BEGIN DATA TO PROCESS

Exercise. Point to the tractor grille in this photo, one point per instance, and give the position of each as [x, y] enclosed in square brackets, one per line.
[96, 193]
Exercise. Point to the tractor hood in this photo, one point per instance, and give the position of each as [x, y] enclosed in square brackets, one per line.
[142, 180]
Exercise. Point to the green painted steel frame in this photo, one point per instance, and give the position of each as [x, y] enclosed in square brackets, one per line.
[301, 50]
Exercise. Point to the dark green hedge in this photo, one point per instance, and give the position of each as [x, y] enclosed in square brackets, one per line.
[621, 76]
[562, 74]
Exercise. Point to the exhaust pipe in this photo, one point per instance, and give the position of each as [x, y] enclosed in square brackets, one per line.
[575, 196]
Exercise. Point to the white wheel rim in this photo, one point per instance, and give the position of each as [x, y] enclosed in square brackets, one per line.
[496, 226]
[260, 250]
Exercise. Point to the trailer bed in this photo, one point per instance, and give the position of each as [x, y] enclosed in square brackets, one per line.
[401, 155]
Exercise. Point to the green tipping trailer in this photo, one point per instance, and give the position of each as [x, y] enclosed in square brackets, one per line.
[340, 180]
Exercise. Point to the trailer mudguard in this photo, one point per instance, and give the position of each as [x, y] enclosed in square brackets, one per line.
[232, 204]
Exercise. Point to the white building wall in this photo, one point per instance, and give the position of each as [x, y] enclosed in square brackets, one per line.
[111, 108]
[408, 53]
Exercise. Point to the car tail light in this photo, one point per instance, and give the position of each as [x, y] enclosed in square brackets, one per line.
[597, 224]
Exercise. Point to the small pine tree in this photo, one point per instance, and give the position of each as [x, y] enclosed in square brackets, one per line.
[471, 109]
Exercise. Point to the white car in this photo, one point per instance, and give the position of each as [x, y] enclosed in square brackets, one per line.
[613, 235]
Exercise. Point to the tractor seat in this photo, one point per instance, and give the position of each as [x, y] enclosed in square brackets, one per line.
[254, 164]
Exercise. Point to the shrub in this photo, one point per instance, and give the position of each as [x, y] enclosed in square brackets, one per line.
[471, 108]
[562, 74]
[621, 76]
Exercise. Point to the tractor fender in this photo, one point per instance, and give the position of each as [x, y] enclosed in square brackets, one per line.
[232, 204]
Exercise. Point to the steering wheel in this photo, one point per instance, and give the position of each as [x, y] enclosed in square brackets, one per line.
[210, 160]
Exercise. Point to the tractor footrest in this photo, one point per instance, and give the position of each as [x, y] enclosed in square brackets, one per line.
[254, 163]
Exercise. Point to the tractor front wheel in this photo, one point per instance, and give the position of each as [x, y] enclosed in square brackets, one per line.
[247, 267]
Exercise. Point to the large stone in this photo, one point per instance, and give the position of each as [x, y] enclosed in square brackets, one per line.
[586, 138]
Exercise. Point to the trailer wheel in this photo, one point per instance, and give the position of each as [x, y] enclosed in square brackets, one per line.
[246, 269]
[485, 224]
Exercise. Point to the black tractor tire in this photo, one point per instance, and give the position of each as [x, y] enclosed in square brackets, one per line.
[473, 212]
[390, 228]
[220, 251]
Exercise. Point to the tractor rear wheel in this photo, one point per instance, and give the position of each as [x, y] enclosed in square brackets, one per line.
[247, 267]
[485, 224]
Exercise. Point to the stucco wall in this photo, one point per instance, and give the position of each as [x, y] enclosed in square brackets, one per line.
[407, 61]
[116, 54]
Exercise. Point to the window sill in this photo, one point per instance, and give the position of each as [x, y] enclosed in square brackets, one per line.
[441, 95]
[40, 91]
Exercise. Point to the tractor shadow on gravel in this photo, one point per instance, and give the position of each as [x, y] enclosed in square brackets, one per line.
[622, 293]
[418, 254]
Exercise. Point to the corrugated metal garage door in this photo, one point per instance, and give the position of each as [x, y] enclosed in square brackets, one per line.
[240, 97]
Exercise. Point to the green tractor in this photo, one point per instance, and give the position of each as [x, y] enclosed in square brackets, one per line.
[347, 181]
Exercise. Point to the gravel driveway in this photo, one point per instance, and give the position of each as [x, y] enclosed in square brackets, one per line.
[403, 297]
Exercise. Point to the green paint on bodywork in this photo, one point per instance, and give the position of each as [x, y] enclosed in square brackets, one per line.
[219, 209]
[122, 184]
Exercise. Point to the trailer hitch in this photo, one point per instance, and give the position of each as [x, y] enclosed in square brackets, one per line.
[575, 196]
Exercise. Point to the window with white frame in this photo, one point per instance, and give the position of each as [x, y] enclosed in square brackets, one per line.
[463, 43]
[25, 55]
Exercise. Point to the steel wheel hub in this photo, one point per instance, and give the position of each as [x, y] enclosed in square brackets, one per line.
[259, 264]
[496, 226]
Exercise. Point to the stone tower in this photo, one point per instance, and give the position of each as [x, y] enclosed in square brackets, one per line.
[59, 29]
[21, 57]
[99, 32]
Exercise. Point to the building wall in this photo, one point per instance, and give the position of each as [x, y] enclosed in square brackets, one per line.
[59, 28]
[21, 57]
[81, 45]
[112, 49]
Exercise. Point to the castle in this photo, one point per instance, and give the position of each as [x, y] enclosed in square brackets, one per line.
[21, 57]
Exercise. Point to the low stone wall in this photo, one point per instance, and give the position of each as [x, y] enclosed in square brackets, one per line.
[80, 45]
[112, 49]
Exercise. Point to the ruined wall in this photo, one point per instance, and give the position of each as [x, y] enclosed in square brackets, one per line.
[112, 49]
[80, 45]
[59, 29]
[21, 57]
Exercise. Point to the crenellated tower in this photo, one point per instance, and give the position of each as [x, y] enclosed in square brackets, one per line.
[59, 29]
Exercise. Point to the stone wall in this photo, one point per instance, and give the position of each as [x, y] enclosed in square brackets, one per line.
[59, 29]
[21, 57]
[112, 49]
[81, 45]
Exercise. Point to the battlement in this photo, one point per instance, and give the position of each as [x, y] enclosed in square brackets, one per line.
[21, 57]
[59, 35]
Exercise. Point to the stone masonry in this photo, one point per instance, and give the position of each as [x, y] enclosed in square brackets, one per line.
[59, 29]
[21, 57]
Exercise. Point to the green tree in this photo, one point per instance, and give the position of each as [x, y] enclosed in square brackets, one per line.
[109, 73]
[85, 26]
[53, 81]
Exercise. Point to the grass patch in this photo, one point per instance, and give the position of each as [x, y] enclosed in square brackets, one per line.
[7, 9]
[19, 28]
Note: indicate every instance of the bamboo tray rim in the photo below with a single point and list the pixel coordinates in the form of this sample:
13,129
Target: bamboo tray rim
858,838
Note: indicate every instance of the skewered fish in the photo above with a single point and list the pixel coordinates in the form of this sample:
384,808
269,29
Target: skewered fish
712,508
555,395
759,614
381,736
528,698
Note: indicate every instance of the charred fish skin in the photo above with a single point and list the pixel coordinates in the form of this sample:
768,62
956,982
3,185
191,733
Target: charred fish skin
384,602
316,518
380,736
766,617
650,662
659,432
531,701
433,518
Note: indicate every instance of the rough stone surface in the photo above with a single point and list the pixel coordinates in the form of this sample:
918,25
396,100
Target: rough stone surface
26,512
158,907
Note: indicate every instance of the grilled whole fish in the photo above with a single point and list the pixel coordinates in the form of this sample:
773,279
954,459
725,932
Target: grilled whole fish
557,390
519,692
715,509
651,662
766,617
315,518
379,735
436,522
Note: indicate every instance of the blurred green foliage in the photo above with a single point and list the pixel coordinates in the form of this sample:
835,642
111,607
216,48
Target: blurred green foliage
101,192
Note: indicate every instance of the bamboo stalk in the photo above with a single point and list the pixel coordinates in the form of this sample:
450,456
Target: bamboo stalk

END DATA TO PROCESS

• [WORK TO BE COMPLETED]:
Using the records above, select and copy every line that has the word "stalk".

• [RESULT OF THIS EXERCISE]:
Note: indicate every instance of the bamboo stalk in the photo above with a single point and list the pixel coordinates in the form of this sample:
Target: bamboo stalk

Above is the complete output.